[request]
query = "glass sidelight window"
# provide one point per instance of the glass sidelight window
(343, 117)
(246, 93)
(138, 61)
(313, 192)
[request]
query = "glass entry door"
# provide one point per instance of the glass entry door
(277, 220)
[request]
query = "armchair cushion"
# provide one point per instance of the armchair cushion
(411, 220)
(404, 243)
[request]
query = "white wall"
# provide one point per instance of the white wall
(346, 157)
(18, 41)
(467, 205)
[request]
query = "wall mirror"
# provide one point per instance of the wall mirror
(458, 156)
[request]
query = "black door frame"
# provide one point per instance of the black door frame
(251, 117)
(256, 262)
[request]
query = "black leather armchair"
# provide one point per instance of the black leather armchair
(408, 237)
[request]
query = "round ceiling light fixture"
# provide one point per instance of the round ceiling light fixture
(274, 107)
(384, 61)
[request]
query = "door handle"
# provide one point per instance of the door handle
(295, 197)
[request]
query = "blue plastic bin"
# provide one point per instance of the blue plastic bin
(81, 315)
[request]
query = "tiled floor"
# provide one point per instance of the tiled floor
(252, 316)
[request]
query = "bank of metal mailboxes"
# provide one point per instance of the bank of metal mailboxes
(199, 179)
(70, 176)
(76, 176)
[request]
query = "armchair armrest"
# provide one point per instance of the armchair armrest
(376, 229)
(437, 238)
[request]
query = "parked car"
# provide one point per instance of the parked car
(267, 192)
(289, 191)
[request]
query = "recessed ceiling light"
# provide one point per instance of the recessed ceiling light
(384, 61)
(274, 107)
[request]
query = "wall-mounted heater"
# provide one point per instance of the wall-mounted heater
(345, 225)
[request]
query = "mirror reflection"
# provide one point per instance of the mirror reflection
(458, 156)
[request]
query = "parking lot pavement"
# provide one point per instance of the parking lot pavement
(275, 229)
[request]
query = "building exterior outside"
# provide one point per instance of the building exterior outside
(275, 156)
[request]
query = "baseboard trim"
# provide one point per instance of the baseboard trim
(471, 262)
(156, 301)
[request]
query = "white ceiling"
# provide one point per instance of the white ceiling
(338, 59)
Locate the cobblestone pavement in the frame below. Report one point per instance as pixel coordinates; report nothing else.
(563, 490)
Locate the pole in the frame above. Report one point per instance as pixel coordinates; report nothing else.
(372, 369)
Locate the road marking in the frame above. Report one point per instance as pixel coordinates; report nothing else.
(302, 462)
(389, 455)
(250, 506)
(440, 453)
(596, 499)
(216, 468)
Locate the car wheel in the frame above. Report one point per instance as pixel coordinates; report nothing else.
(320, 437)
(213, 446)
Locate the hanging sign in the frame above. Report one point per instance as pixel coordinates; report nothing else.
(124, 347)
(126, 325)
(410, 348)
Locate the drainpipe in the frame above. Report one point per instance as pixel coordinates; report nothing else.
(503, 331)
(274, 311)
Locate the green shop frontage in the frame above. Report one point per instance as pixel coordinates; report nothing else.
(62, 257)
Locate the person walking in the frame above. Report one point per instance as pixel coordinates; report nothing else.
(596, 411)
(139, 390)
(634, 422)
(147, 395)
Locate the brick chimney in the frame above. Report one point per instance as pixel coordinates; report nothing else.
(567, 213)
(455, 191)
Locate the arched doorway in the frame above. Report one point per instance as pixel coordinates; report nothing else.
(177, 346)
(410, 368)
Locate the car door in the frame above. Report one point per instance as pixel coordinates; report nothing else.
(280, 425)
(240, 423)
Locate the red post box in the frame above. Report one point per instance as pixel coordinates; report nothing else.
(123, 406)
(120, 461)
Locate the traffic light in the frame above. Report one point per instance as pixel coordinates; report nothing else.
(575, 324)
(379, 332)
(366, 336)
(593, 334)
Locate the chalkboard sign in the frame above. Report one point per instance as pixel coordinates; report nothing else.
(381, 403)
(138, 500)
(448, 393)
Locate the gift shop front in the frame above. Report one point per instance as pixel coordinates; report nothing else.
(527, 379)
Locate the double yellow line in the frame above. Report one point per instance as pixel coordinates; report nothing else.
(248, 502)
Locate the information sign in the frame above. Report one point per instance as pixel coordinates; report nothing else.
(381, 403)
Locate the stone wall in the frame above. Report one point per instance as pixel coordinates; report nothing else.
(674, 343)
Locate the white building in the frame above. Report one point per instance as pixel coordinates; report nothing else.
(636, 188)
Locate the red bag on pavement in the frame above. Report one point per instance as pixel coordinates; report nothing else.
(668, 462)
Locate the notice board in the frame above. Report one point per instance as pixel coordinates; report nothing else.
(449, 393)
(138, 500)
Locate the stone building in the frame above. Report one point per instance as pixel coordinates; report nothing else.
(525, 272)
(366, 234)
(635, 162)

**WHAT IS BEING ASKED:** Write out each line of the data above again, exactly as given.

**RESULT OF THIS EXERCISE:**
[request]
query = "glass sidelight window"
# provide one point per instance of the glass sidelight window
(343, 117)
(246, 93)
(138, 61)
(313, 192)
[request]
query = "glass entry door"
# provide one point per instance of the glass entry door
(277, 220)
[request]
query = "armchair cushion"
# provide one point per instance of the armchair cushion
(411, 220)
(404, 243)
[request]
query = "white wall"
# provide one point per instance of the white wall
(346, 157)
(18, 41)
(467, 205)
[request]
query = "wall mirror"
# provide one point per instance of the wall mirror
(458, 156)
[request]
query = "black door frame"
# provide one point per instance of the black door frame
(251, 117)
(256, 262)
[request]
query = "black leather armchair"
# provide one point per instance of the black leather armchair
(408, 237)
[request]
query = "round ceiling light fixture"
# provide one point per instance of the round ceiling light fixture
(274, 107)
(384, 61)
[request]
query = "door handle"
# provide one point per instance of the door handle
(295, 197)
[request]
query = "blue plastic bin"
# provide one point per instance of the blue plastic bin
(81, 315)
[request]
query = "tiled floor"
# provide one point per instance of the tiled floor
(252, 316)
[request]
query = "bank of metal mailboxes"
# provide one point per instance of the bank of metal mailboxes
(199, 179)
(70, 176)
(76, 176)
[request]
query = "armchair armrest"
# provide one point per instance of the armchair armrest
(376, 229)
(437, 238)
[request]
query = "parked car"
# provide one point per instance of the parked car
(267, 192)
(289, 191)
[request]
query = "recessed ceiling light"
# provide one point per instance of the recessed ceiling light
(384, 61)
(274, 107)
[request]
query = "wall-mounted heater"
# provide one point per instance of the wall-mounted heater
(345, 225)
[request]
query = "mirror reflection"
# provide one point per instance of the mirror reflection
(458, 156)
[request]
query = "parking lot pavement"
# provide one point per instance of the parking lot pavement
(275, 229)
[request]
query = "building exterior outside"
# provide one point per instance of the building exterior outside
(275, 156)
[request]
query = "baseboard trim"
# provide one point per instance of the baseboard trim
(471, 262)
(156, 301)
[request]
query = "white ceiling"
# provide one point per instance of the white ceiling
(338, 59)
Locate the cobblestone pavement in the frame below. Report one point per instance as pixel coordinates; report nothing else.
(563, 490)
Locate the pole in the frame above. Report one point per instance as pixel coordinates; report nothing else.
(372, 369)
Locate the road marking in the frame above. Report one point per instance as pixel coordinates; report nothing else.
(302, 462)
(389, 455)
(250, 506)
(440, 453)
(596, 499)
(216, 468)
Locate the car wheel in the frame above. Report one point per instance as pixel coordinates; report nothing else.
(320, 437)
(213, 446)
Locate the hanging sign in the frame above. Report one point per instance as pixel coordinates; report nothing else.
(124, 347)
(126, 325)
(410, 348)
Locate the drainpipe in the frame above. Report one point per instance as pixel coordinates; report nothing else.
(503, 331)
(274, 311)
Locate the green shop frontage in the frame above. Report one point per instance as pixel coordinates; report nothing else.
(62, 257)
Locate the person walking in the frame above. Report one point per instance as pixel coordinates; report nothing else.
(596, 411)
(139, 390)
(634, 422)
(147, 395)
Locate the brick chimney in the frame above. Report one point per instance as pixel coordinates; report nothing else.
(567, 213)
(455, 191)
Locate the arched doorway in the frame above. Report one point per instance as pixel coordinates; report nothing else.
(177, 346)
(410, 368)
Locate the car door in the frame above. Report one point per instance as pixel coordinates; report nothing else.
(280, 425)
(240, 423)
Locate the red post box in the frame above. Report one point per instance as pixel coordinates; report nothing else.
(123, 406)
(120, 461)
Locate the traffic light in the frame above. Report one point per instance as pixel coordinates; report nothing else.
(575, 324)
(379, 332)
(366, 336)
(593, 334)
Locate the chalkboard sign in the frame above. Report one point per instance as pixel coordinates; report nothing else.
(381, 403)
(138, 500)
(448, 393)
Locate the gift shop front in the frame above. Report one point per instance as pixel coordinates; report nothing else.
(527, 379)
Locate the double yellow line in the frame above. Report one point per instance as pixel coordinates; report nothing else.
(248, 502)
Locate the information sign in the frame above. Report one point per instance as pixel coordinates; report nothing else.
(381, 403)
Locate the stone wall in the frame above. Report one point per instance as pixel coordinates; report nothing else.
(674, 343)
Locate the white building in the frame above. Report one point per instance as pixel coordinates; report nothing else.
(636, 188)
Locate the red bag on pavement in the frame above. Report one point per instance as pixel coordinates; report nothing else.
(668, 462)
Locate the notice board in the frame above. Report one point per instance as pixel coordinates; report nothing else.
(449, 393)
(138, 500)
Locate the stone building in the frame above. Report one point per instance as pixel coordinates; report nothing else.
(525, 272)
(366, 234)
(635, 162)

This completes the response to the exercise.